= Listed buildings in Knayton with Brawith =

Knayton with Brawith is a civil parish in the county of North Yorkshire, England. It contains 15 listed buildings that are recorded in the National Heritage List for England. Of these, one is listed at Grade II*, the middle of the three grades, and the others are at Grade II, the lowest grade. The parish contains the village of Knayton, the hamlet of Brawith, and the surrounding countryside. Most of the listed buildings are houses and cottages in the village of Knayton, and the others consist of a large house and its stable block, and two bridges.

——————

**Given request:** Copy the passage on listed buildings in Knayton with Brawith word for word, starting at "Knayton with Brawith is" and ending at "and two bridges.". None of the lines that come next are needed.

**Given information:**
——————

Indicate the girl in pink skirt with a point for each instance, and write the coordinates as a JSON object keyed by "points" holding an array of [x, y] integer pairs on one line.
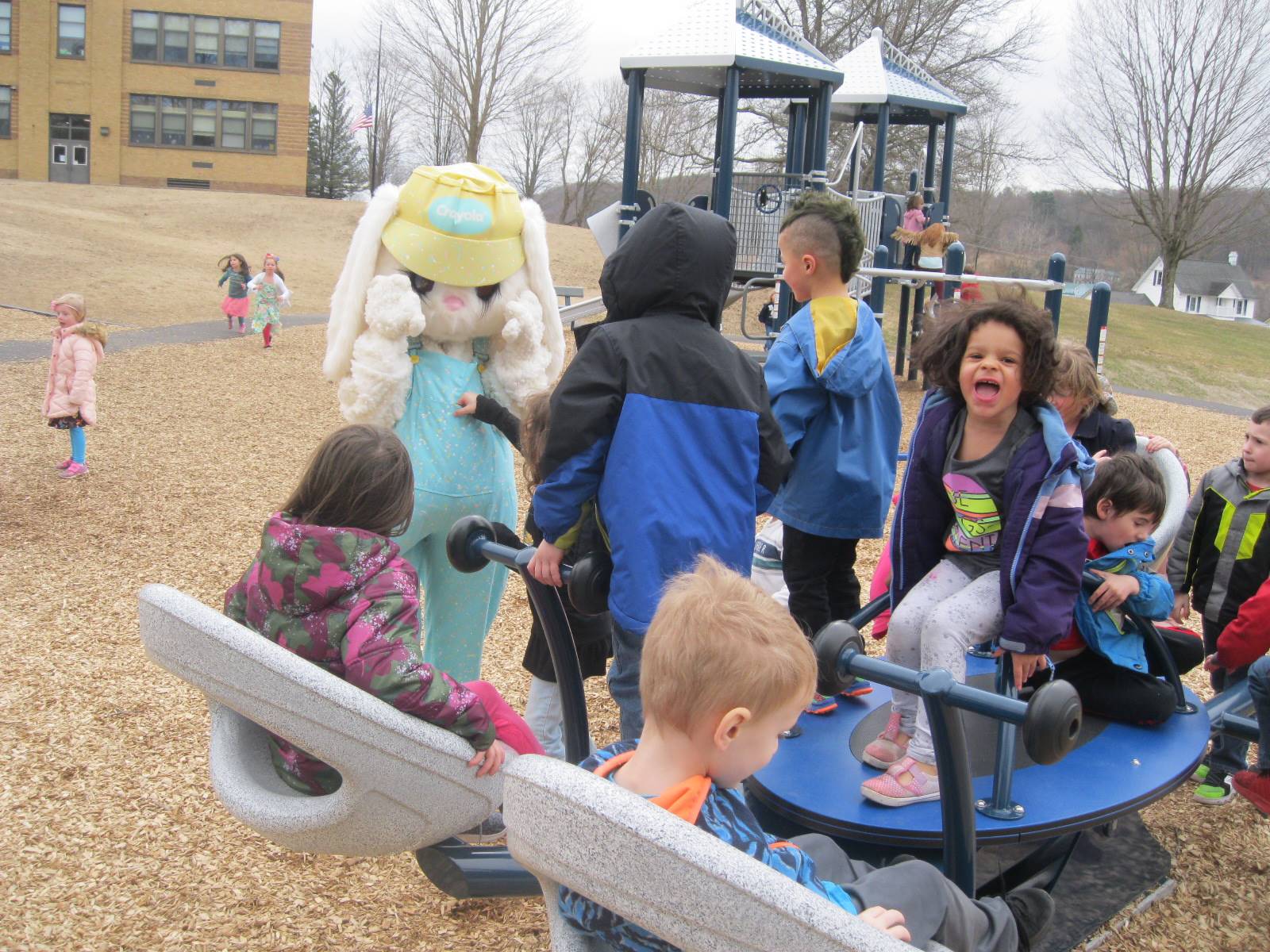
{"points": [[235, 302]]}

——————

**Solution to this task:**
Knayton with Brawith is a civil parish in the county of North Yorkshire, England. It contains 15 listed buildings that are recorded in the National Heritage List for England. Of these, one is listed at Grade II*, the middle of the three grades, and the others are at Grade II, the lowest grade. The parish contains the village of Knayton, the hamlet of Brawith, and the surrounding countryside. Most of the listed buildings are houses and cottages in the village of Knayton, and the others consist of a large house and its stable block, and two bridges.